* [Esercizi da svolgere]:
a) Nel testo su Apple, riscrivi il passo che inizia con le parole "Sotto la sua" e si chiude dopo "ecologica dell'azienda (http://www.apple.com/it/environment/).", scambiando "verde" con "azzurro".
b) Quali participi passati compaiono nel testo su Apple?

* [Testo dato]:
Sotto la sua guida, la Apple ha provato - ed in parte è riuscita - a tingersi di verde, con un occhio di riguardo per la sostenibilità dei suoi prodotti, un passo imprescindibile per un'azienda che fa del suo atteggiamento friendly e del suo essere all'avanguardia uno stile preciso con cui presentarsi al proprio pubblico. Se il progetto del nuovo quartier generale Apple lascia intravedere un gioiello di bioedilizia, sul sito ufficiale della mela è già possibile trovare uno spaccato completamente dedicato all'impronta ecologica dell'azienda (http://www.apple.com/it/environment/).

[Dati archiviati]
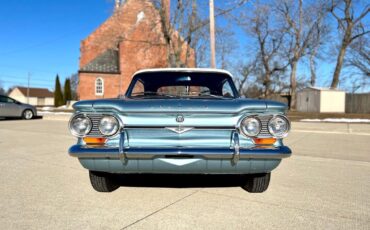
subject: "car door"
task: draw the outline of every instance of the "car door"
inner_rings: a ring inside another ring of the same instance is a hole
[[[10,98],[3,96],[3,106],[1,107],[2,115],[4,117],[19,117],[21,116],[21,108],[18,105],[17,101]]]

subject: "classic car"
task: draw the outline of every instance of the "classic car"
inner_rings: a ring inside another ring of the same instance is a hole
[[[34,106],[0,95],[0,117],[20,117],[26,120],[37,116]]]
[[[157,173],[232,174],[260,193],[291,155],[286,105],[241,98],[224,70],[142,70],[124,97],[73,107],[69,154],[99,192],[117,189],[117,174]]]

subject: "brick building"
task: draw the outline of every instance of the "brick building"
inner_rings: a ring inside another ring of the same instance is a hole
[[[170,0],[162,0],[160,7],[163,11],[152,0],[126,0],[117,4],[113,15],[81,42],[80,100],[117,97],[126,92],[136,71],[168,66],[160,12],[169,12]],[[164,18],[169,18],[169,13]],[[178,36],[176,32],[171,34]],[[181,60],[185,66],[193,67],[194,51],[186,55],[187,44],[182,42],[181,46]]]

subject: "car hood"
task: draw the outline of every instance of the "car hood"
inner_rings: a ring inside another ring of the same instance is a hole
[[[227,113],[280,112],[287,106],[280,102],[255,99],[101,99],[79,101],[73,105],[80,112],[119,113]]]

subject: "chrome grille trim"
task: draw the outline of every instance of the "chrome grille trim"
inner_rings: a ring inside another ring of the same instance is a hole
[[[92,123],[91,131],[86,135],[88,137],[101,137],[103,136],[99,131],[99,122],[100,119],[103,117],[103,114],[86,114],[88,118],[90,118]]]
[[[273,115],[262,115],[262,116],[257,116],[257,117],[260,119],[261,124],[262,124],[261,132],[258,134],[257,137],[260,137],[260,138],[272,137],[268,129],[268,123],[273,117]]]

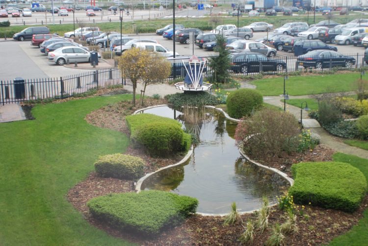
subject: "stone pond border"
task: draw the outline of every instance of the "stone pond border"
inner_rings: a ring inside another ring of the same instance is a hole
[[[164,107],[164,106],[168,106],[169,105],[167,105],[167,104],[161,104],[161,105],[156,105],[156,106],[151,106],[150,107],[147,107],[144,108],[142,108],[142,109],[136,110],[133,113],[133,115],[137,114],[140,113],[141,111],[143,111],[144,110],[147,110],[147,109],[151,109],[151,108],[156,108],[156,107]],[[231,121],[234,121],[234,122],[240,122],[241,121],[241,120],[238,120],[238,119],[235,119],[235,118],[233,118],[230,117],[229,116],[229,115],[226,112],[224,111],[224,110],[222,109],[221,109],[221,108],[216,108],[216,107],[215,107],[214,106],[207,106],[207,105],[205,106],[205,107],[207,108],[211,108],[211,109],[215,109],[216,110],[217,110],[218,111],[220,111],[220,112],[222,112],[224,114],[224,115],[225,116],[225,117],[226,118],[226,119],[227,119],[228,120],[230,120]],[[177,163],[175,163],[175,164],[172,164],[172,165],[170,165],[167,166],[166,167],[164,167],[163,168],[161,168],[159,169],[156,171],[155,172],[150,172],[149,173],[147,173],[147,174],[146,174],[144,176],[143,176],[141,178],[140,178],[139,179],[139,180],[138,180],[138,181],[136,183],[136,184],[135,185],[135,190],[137,190],[137,193],[139,193],[139,192],[140,192],[140,191],[141,191],[141,187],[142,186],[142,184],[143,183],[143,181],[146,178],[147,178],[148,177],[149,177],[151,175],[153,175],[154,173],[156,173],[156,172],[161,172],[161,171],[164,170],[165,169],[167,169],[168,168],[171,168],[172,167],[176,167],[177,166],[179,166],[180,165],[181,165],[181,164],[183,164],[185,162],[186,162],[186,161],[187,161],[189,159],[189,158],[190,157],[190,156],[192,155],[192,153],[193,153],[193,146],[192,145],[190,147],[190,149],[188,151],[188,153],[187,153],[185,155],[185,156],[184,156],[184,157],[180,161],[179,161],[179,162],[177,162]],[[256,166],[259,166],[259,167],[260,167],[261,168],[263,168],[264,169],[266,169],[266,170],[269,170],[269,171],[271,171],[271,172],[275,172],[276,173],[279,174],[280,176],[281,176],[281,177],[282,177],[283,178],[284,178],[288,182],[289,182],[289,183],[290,184],[290,186],[292,186],[292,185],[293,185],[293,184],[294,184],[294,180],[293,179],[292,179],[291,178],[289,177],[289,176],[288,176],[288,175],[286,173],[285,173],[285,172],[283,172],[280,171],[280,170],[279,170],[278,169],[276,169],[275,168],[270,168],[269,167],[267,167],[266,166],[263,165],[262,165],[262,164],[261,164],[260,163],[258,163],[258,162],[255,162],[255,161],[251,160],[246,155],[245,155],[245,154],[244,154],[243,153],[242,153],[242,151],[240,149],[239,150],[239,152],[240,152],[240,153],[241,155],[241,156],[243,156],[243,157],[244,157],[244,158],[245,158],[248,161],[249,161],[250,163],[252,163],[252,164],[254,164],[254,165],[255,165]],[[270,205],[269,206],[270,207],[273,207],[273,206],[277,205],[277,203],[274,203],[274,204]],[[253,212],[254,212],[255,211],[258,211],[259,210],[259,209],[255,209],[255,210],[251,210],[251,211],[244,211],[244,212],[239,212],[239,214],[250,214],[250,213],[253,213]],[[199,213],[199,212],[196,212],[196,214],[199,214],[199,215],[202,215],[202,216],[224,216],[227,215],[228,214],[206,214],[206,213]]]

* [Soluzioni]:
a)
Sotto la sua guida, la Apple ha provato - ed in parte è riuscita - a tingersi di azzurro, con un occhio di riguardo per la sostenibilità dei suoi prodotti, un passo imprescindibile per un'azienda che fa del suo atteggiamento friendly e del suo essere all'avanguardia uno stile preciso con cui presentarsi al proprio pubblico. Se il progetto del nuovo quartier generale Apple lascia intravedere un gioiello di bioedilizia, sul sito ufficiale della mela è già possibile trovare uno spaccato completamente dedicato all'impronta ecologica dell'azienda (http://www.apple.com/it/environment/).

b) provato, riuscita, dedicato